>> BEGIN Provided records

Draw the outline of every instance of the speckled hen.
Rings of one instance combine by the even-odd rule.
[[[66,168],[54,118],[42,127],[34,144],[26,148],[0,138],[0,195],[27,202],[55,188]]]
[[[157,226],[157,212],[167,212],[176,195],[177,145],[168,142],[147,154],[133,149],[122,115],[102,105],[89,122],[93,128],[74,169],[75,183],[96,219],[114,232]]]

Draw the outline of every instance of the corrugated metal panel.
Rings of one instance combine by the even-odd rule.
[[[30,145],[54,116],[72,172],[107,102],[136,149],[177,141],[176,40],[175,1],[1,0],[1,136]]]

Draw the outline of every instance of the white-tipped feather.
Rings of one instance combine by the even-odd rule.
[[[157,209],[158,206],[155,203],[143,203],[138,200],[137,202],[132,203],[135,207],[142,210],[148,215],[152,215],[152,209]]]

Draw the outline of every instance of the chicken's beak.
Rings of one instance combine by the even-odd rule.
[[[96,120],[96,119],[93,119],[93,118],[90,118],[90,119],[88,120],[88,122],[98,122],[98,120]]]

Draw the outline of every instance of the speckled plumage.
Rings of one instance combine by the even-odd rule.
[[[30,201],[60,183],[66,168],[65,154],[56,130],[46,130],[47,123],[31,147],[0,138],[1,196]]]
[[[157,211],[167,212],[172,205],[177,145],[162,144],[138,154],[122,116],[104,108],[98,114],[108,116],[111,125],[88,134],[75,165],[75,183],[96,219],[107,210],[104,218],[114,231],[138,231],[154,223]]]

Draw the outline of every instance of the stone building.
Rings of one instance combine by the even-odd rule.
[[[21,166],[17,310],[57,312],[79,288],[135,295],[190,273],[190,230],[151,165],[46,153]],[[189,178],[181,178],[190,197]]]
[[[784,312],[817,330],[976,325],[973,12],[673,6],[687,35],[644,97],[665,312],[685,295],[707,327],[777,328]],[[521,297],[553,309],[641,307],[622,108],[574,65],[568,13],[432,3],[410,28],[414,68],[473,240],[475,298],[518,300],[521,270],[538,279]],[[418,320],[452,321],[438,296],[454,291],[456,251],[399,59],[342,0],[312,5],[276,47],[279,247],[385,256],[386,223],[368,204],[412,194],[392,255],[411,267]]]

>> END Provided records

Exercise requirements: Reproduce verbatim the lines of the records above, beginning with the line that contains "Draw the outline of every instance of the corrugated" and continuing through the end of the records.

The answer:
Draw the outline of every instance of the corrugated metal panel.
Rings of one instance combine by the even-odd rule.
[[[30,145],[54,116],[72,172],[107,102],[136,149],[177,141],[176,40],[175,1],[1,0],[1,136]]]

Draw the outline of every instance of the white-tipped feather.
Rings of one instance combine by the even-odd rule.
[[[157,209],[158,206],[155,203],[143,203],[138,200],[137,202],[132,203],[135,207],[142,210],[148,215],[152,215],[152,209]]]

Draw the outline of every instance of the chicken's beak.
Rings of one instance combine by the even-odd rule.
[[[96,120],[96,119],[93,119],[93,118],[90,118],[90,119],[88,120],[88,122],[98,122],[98,120]]]

Draw the outline of every instance of the speckled plumage.
Rings of one instance combine by the even-odd rule.
[[[30,201],[60,183],[66,168],[65,154],[56,130],[46,130],[47,123],[31,147],[0,138],[1,196]]]
[[[157,211],[167,212],[172,205],[177,145],[162,144],[138,154],[122,116],[104,108],[98,114],[108,116],[111,125],[88,134],[75,165],[75,183],[96,219],[107,210],[104,218],[114,231],[138,231],[154,223]]]

Draw the outline of every instance of the stone building.
Rings of one instance combine by the even-odd rule.
[[[21,166],[17,310],[57,312],[79,288],[135,295],[190,273],[190,230],[151,165],[46,153]],[[189,178],[181,178],[190,197]]]
[[[784,312],[817,330],[976,325],[973,12],[673,6],[687,35],[644,97],[665,312],[685,295],[707,327],[777,328]],[[521,297],[553,309],[641,307],[622,108],[574,65],[568,13],[432,3],[410,28],[414,68],[473,240],[475,298],[518,300],[521,270],[538,279]],[[418,320],[452,321],[438,296],[454,291],[456,251],[399,59],[342,0],[312,5],[276,47],[279,247],[385,256],[386,223],[368,204],[412,194],[392,255],[411,267]]]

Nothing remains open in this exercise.